▶ _Énoncé écrit 1_: Dans le texte sur Guillemin et Napoléon, quel est l'intitulé du chapitre premier ?

▶ _Texte extrait_:

Quatre historiens postérieurs à Napoléon:
- Vandal, Albert (1853-1910) : L’Avènement de Bonaparte, 1902.
- Hanotaux, Gabriel (1853-1944) : Histoire de la Nation française (15 volumes).HG n’indique, ni le titre, ni l’édition.
- Madelin, Louis (1871-1956) : Le Consulat de Bonaparte, 1929 ; Le Consulat et l'Empire, 2 vol ,1932; Histoire du Consulat et de l'Empire, 16 vol., 1937-1953 ; Lettres inédites de Napoléon à l'impératrice Marie-Louise, écrites de 1810 à 1814, 1935
- Bainville, Jacques (1879- 1936) : Le Dix-huit brumaire, 1925 ; Napoléon, 1931 ; Bonaparte en Egypte, 1936, (posthume).
Les partis pris de Guillemin
Dès le chapitre premier, intitulé « Le petit chacal », le ton est donné, Guillemin annonce ses choix : « Pamphlet ? Ce mot sert à désigner la vérité qui déplait. De même que « faire de la politique » (la chose étant dite avec une nuance de mépris), cela signifie, trop souvent, avoir, en politique, une option qui n’est pas celle des gens de bien. »
« Il est parfaitement vrai que je n’aime pas Napoléon Bonaparte. Et j’ai dû faire, à son égard, un sérieux redressement personnel. Car j’avais été mis en conditions, sur son compte, comme tous les Français de ma génération et des générations antérieures. Elève des écoles laïques, d’un bout à l’autre de mes études (et je suppose que c’eût été pire si j’avais été soumis à l’enseignement confessionnel), j’ai été dressé dans le culte de l’Empereur. Il m’a fallu lutter contre moi-même pour comprendre enfin de quoi j’avais été victime. » (p9)
« Je souhaiterais apporter quelques clartés sur les comportements et l’identité intérieure de l’aventurier corse devenu, par les chemins qu’il faut connaitre et grâce à des concours indispensables et bien calculés, le maitre absolu de la France durant les quinze années qui aboutirent à laisser ce pays exsangue, ruiné et réduit à des limites plus étroites même qu’en 1792. » (p11-12)
Un jeune homme ambitieux, comme militaire et comme politicien, se manifeste, en Corse tout d’abord. Après avoir tenté de s’y imposer, en s’alliant au patriote Paoli, Napoléon Bonaparte, tente le chemin inverse : s’allier aux forces politiques françaises (du ‘’continent’’), représentées par les élus de la Convention.

▶ _Énoncé écrit 2_: Relevez chaque ligne des enregistrements qui contient la chaîne « light ». La casse compte.

▶ _Éléments provenant d'une source de données_:
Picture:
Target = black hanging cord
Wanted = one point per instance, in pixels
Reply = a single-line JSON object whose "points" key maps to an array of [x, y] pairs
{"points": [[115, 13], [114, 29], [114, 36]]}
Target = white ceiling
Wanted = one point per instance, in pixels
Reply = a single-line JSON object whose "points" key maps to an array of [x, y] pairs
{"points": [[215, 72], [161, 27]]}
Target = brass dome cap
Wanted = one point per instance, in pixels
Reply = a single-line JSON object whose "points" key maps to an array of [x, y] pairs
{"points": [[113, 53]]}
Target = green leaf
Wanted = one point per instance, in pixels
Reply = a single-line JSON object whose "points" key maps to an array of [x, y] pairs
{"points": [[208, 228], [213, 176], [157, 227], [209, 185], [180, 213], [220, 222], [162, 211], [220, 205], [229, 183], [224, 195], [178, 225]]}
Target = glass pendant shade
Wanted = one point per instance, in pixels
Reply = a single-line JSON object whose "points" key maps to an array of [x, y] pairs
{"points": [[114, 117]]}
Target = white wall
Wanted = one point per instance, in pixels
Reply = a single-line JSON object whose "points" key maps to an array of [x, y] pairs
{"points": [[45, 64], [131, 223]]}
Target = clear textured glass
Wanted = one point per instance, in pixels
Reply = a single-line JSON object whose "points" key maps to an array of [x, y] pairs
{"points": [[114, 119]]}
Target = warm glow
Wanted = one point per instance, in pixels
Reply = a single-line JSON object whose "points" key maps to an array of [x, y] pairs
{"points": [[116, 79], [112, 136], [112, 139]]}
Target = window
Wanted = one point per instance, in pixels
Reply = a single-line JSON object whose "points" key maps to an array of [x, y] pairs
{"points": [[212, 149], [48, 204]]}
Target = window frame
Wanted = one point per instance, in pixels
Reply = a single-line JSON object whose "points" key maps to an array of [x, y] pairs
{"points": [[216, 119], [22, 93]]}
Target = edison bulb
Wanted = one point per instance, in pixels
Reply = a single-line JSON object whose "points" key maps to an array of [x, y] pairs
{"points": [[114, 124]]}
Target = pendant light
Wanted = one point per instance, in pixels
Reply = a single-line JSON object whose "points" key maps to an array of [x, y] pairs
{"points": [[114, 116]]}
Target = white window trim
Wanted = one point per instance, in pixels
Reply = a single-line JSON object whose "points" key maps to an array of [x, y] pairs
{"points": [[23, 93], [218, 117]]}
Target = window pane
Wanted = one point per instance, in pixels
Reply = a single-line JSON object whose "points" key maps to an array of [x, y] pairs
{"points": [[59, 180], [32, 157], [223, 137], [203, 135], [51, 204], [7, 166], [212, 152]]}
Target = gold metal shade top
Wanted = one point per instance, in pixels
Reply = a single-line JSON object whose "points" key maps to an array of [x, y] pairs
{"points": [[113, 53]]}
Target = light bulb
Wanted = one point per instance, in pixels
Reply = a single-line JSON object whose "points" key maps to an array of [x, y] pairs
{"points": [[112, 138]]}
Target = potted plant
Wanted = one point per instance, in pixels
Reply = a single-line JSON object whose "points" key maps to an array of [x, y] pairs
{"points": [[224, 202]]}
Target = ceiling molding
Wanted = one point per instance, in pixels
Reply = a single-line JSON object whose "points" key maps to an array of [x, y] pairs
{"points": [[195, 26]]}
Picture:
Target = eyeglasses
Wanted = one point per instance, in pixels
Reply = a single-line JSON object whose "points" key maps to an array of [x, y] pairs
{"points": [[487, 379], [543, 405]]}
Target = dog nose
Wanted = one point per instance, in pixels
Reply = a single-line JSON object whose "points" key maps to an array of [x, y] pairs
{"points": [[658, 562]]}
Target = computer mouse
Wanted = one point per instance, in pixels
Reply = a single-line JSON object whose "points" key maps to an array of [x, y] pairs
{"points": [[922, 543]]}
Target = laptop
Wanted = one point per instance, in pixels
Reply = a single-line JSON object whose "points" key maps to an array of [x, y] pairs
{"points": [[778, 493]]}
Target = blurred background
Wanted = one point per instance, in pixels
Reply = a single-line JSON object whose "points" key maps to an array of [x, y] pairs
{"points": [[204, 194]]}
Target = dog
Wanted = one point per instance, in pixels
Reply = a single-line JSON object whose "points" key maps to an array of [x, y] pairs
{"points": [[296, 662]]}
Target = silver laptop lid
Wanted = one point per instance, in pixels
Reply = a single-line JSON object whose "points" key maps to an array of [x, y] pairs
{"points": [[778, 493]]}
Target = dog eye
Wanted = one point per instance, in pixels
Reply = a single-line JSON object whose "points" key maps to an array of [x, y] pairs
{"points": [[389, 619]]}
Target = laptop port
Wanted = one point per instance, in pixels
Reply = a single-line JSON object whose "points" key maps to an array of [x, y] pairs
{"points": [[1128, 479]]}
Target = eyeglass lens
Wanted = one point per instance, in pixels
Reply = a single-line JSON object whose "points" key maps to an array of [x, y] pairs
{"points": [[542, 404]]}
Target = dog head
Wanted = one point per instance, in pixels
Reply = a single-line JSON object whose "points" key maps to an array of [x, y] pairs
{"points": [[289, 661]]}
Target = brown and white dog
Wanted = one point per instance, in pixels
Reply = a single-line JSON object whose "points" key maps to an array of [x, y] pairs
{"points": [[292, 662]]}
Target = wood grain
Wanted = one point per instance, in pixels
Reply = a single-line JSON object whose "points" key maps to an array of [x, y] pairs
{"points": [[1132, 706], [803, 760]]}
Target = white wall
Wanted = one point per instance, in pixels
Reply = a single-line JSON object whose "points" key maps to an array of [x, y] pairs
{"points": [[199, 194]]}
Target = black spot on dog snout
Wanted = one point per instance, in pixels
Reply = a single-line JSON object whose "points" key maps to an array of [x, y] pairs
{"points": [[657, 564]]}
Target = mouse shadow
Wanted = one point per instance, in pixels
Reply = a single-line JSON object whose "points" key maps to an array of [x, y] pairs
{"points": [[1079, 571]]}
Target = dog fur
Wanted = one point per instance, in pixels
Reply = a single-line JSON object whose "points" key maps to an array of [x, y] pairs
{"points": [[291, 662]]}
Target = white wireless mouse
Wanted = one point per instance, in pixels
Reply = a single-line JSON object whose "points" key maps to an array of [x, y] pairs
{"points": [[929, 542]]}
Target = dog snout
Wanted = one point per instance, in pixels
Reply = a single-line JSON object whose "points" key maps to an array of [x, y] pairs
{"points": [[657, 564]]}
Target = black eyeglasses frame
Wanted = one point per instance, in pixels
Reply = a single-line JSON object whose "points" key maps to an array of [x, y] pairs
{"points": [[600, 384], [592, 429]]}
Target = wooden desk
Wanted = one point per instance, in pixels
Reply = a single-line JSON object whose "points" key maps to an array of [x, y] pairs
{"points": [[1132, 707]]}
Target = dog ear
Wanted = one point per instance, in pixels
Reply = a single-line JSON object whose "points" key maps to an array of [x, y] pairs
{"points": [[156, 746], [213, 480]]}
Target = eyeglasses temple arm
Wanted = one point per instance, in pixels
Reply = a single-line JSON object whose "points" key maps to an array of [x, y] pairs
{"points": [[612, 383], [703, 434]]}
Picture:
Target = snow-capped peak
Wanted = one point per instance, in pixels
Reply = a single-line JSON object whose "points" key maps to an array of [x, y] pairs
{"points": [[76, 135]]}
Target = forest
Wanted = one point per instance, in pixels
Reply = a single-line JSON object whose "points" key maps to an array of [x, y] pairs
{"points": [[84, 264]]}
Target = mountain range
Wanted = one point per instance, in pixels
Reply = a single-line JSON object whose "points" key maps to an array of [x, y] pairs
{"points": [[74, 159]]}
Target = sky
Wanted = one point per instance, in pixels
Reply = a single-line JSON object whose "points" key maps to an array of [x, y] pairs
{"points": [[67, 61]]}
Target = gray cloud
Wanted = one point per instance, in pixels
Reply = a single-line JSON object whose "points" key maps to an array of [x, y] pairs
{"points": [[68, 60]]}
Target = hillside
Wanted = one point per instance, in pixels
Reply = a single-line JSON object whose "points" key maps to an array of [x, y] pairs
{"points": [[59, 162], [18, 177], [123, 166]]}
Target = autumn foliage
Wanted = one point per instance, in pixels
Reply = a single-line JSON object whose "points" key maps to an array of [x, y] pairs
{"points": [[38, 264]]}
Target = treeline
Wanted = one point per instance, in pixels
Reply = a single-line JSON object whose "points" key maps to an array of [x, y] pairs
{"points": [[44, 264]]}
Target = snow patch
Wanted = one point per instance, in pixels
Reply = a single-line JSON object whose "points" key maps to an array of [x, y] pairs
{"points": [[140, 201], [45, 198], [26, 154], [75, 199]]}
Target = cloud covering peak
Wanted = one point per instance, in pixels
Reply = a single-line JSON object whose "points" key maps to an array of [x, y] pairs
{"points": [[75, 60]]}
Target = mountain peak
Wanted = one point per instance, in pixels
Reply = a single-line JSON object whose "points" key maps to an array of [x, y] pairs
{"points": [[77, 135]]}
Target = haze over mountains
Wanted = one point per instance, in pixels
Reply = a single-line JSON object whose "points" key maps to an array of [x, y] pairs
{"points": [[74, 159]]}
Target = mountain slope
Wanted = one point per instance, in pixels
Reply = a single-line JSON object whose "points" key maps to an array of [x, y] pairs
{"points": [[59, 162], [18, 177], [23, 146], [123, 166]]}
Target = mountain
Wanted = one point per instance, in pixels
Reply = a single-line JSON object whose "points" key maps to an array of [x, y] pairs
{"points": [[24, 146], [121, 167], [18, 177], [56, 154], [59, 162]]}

▶ _Corrigé 1_: « Le petit chacal ».

▶ _Corrigé 2_:
Target = pendant light
Target = light bulb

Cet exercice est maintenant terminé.